-- Start RECORDS PROVIDED --
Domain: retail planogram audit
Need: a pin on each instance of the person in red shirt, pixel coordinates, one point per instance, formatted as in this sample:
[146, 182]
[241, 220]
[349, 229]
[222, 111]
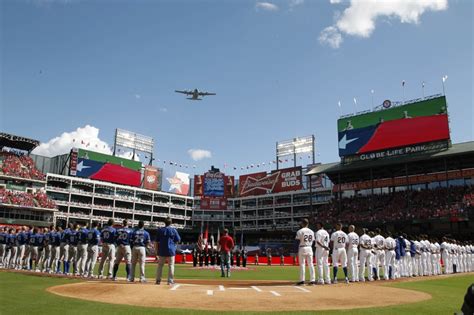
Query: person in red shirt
-- End RECORDS PROVIDED --
Write out the row above word for word, leaving out the picture.

= RESPONSE TO THE TASK =
Domain: retail planogram audit
Need: a pin on each instance of the person in red shirt, pixel coordinates, one point per instance, formatted as in this sample:
[146, 182]
[241, 220]
[349, 229]
[222, 111]
Query: person in red shirt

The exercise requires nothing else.